Задания и упражнения:
**1)** Ответьте на вопросы по тексту об отравлении Сталина.
(а) В чём, согласно тексту, совершенно очевидно были виновны все четверо?
(б) Сколько человек, скорее всего, осуществили отравление?
(в) В чём вызывает подозрение поведение остальных?
**2)** Продолжите текст об отравлении Сталина, начав сразу после его последнего предложения.

Исходный текст:
+--
Хотя совершенно очевидно, что все четверо были виновны в преступном препятствовании оказанию помощи тяжело больному человеку, вряд ли все они вместе осуществляли отравление Сталина. Скорее всего, отравление было осуществлено одним человеком. В то же время поведение и остальных вызывает подозрение в том, что они старались не мешать фатальному концу, то ли наверняка зная, то ли догадываясь о том, почему Сталин находился в таком состоянии.
+--
Выдержки из данных:

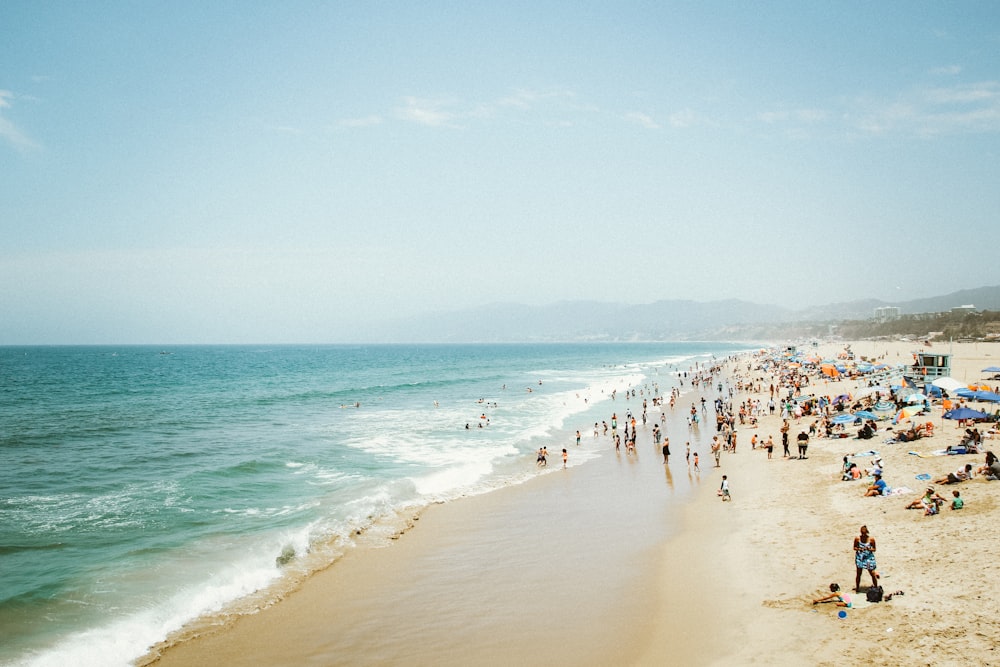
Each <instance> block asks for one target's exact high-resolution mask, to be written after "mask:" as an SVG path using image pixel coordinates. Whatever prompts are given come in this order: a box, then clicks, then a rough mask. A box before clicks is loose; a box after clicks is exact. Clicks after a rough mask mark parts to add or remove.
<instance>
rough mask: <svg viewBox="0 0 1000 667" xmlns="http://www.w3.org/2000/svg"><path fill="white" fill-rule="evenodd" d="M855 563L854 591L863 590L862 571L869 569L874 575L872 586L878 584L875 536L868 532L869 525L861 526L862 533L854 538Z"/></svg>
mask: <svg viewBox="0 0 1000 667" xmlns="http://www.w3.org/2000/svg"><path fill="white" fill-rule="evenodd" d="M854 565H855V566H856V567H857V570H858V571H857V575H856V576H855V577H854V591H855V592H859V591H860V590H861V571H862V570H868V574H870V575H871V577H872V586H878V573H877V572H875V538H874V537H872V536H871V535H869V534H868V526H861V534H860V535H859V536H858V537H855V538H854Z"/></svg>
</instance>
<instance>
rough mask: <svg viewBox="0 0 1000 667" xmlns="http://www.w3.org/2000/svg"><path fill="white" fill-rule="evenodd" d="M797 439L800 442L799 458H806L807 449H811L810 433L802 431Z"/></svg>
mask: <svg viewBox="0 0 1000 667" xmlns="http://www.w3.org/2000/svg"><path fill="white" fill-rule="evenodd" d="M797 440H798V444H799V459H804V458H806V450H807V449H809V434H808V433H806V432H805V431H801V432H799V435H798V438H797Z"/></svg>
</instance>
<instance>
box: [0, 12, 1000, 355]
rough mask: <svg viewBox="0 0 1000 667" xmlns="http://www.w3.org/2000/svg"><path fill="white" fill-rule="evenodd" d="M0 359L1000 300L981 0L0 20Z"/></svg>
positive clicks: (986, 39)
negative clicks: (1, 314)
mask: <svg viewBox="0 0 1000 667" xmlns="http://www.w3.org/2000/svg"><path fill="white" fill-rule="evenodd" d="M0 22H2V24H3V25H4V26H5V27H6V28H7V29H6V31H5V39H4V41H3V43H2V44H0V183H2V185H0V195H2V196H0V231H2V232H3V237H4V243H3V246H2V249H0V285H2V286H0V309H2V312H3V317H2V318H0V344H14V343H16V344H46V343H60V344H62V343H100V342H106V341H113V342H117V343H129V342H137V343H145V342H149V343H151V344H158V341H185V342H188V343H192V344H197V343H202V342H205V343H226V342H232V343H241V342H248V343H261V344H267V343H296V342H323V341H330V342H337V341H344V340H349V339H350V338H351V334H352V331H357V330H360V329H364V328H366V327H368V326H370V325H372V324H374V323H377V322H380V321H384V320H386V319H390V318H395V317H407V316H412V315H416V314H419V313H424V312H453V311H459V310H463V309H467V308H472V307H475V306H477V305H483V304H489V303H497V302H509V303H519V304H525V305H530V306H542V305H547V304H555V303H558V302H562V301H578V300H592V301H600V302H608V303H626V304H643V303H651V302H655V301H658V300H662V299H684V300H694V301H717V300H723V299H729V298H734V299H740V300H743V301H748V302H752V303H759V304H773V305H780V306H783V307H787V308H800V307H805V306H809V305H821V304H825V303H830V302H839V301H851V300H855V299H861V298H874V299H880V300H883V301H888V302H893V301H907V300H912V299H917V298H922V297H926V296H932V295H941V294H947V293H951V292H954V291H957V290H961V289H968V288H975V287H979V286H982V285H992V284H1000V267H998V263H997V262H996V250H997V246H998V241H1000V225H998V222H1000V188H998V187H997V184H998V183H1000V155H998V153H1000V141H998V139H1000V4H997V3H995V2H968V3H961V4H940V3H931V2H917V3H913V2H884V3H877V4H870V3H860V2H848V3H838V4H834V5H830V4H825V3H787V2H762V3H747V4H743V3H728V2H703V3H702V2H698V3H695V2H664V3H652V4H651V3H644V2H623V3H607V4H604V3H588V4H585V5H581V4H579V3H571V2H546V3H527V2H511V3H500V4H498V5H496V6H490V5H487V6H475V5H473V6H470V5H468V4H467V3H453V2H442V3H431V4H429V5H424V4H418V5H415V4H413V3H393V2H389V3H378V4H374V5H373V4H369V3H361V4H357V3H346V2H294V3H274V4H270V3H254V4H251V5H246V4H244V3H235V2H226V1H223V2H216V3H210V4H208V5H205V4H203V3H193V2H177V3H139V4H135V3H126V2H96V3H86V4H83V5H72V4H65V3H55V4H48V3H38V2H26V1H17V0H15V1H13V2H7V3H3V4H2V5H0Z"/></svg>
+--
Ответы по номерам:
**1)**
(а) В преступном препятствовании оказанию помощи тяжело больному человеку.
(б) Один человек.
(в) В том, что они старались не мешать фатальному концу, то ли наверняка зная, то ли догадываясь, почему Сталин находился в таком состоянии.

**2)**
Но подозрение вызывает и поведение охранников. Почему они так долго не реагировали на то, что Сталин не встает после сна? Почему они поверили «диагнозу» членов Президиума ЦК, когда они видели, что Сталин был в полупарализованном состоянии и пребывает в нем, возможно, с полудня? Почему они лишь покорно ожидали прибытия врачей, ничего не предпринимая для ускорения этого прибытия? Создается впечатление, что события развертывались в далекой тайге или тундре и окрест ближней дачи на сотни километров не было ни единого очага цивилизации, ни единого медицинского учреждения, ни одного врача. Неужели приказ Г. М. Маленкова «никому ничего не сообщать», разнос Берии, устроенный охранникам, произвели на них столь сильное впечатление, что они не решились действовать самостоятельно, хотя бы в обход этих приказов: например, вызвать врача якобы на помощь одному из них? Не исключено, что кто-то строго запретил охране действовать самостоятельно.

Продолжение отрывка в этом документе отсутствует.